State v. Wesemann

Ohio Court of Appeals
State v. Wesemann, 2012 Ohio 247 (2012)
Whitmore

State v. Wesemann

Opinion

[Cite as State v. Wesemann,

2012-Ohio-247

.]

STATE OF OHIO ) IN THE COURT OF APPEALS )ss: NINTH JUDICIAL DISTRICT COUNTY OF SUMMIT )

STATE OF OHIO C.A. No. 25908

Appellee

v. APPEAL FROM JUDGMENT ENTERED IN THE WILLIAM WESEMANN COURT OF COMMON PLEAS COUNTY OF SUMMIT, OHIO Appellant CASE No. CR 08 06 1914

DECISION AND JOURNAL ENTRY

Dated: January 25, 2012

WHITMORE, Judge.

{¶1} Defendant-Appellant, William Wesemann, appeals from his convictions in the

Summit County Court of Common Pleas. This Court affirms.

I

{¶2} Wesemann and the victim in this case, Melissa Riccardi, had a lengthy,

tumultuous relationship with one another and two children, born in 2001 and 2004, respectively.

The two lived in several different states over the years, but often separated for periods of time

due to Wesemann’s behavior. In 2000, Wesemann was convicted of assaulting Riccardi while

the two lived in Pennsylvania. They later reconciled and moved to South Carolina, but Riccardi

ultimately decided to end the relationship and move back to Ohio with their two children.

Wesemann and Riccardi remained in phone contact after she left South Carolina. Yet, Riccardi

never told Wesemann where she lived because she was afraid of him and did not want him to

come near her. 2

{¶3} Wesemann eventually located Riccardi and began staying with her at her

apartment on Minson Way. According to Riccardi, she did not want Wesemann there, but was

afraid to tell him to leave or to call the police due to how he might react. She also did not inform

Wesemann’s family that he was there because she did not want them to call the police on her

behalf. Riccardi never added Wesemann to the lease at the apartment or gave him a key.

• _Data listing_:
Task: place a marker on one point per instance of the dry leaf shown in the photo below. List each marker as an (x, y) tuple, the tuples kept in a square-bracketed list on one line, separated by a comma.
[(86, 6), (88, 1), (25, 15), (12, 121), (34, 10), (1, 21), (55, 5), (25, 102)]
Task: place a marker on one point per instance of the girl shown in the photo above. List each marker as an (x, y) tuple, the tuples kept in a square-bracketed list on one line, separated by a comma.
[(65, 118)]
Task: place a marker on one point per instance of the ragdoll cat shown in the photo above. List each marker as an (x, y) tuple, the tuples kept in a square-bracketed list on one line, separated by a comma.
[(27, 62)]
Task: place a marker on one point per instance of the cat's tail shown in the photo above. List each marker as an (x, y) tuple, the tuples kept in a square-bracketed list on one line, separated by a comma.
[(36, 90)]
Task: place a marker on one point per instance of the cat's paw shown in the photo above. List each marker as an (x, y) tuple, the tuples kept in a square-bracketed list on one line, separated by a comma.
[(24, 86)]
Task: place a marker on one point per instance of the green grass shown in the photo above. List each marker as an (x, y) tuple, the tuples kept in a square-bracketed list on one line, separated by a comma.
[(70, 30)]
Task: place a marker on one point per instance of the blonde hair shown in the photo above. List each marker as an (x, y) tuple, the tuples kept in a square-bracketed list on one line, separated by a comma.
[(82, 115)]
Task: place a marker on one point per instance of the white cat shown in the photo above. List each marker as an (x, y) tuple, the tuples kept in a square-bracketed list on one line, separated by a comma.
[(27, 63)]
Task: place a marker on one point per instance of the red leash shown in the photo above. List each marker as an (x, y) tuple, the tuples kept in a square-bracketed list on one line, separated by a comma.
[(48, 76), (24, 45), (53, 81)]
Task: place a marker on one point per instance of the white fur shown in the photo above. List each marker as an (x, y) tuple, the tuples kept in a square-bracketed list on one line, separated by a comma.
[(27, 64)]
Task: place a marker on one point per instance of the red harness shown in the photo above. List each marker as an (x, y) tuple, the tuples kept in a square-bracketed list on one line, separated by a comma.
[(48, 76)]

• _Exercise tasks_:
1. Answer these questions from the court opinion:
(a) From which court did Wesemann appeal his convictions?
(b) In what year was Wesemann convicted of assaulting Riccardi?
(c) On what street was Riccardi's apartment?
2. Carry the court opinion on Wesemann's appeal forward from its last sentence.
The material plays no part in this exercise and can be set aside.

• _Results for each task_:
1.
(a) The Summit County Court of Common Pleas.
(b) 2000.
(c) Minson Way.

2.
{¶4} On May 22, 2008, the police came to the apartment after receiving a 911 call from

Riccardi. Riccardi informed the police that she and Wesemann had argued over the use of her

cell phone as well as some other matters. During the encounter, Wesemann grabbed and twisted

Riccardi’s wrist and threw her cell phone at her. He also threatened to physically harm her father

and her cousin if she called them for help. Because Wesemann fled the apartment when the

police arrived, however, they were unable to locate him.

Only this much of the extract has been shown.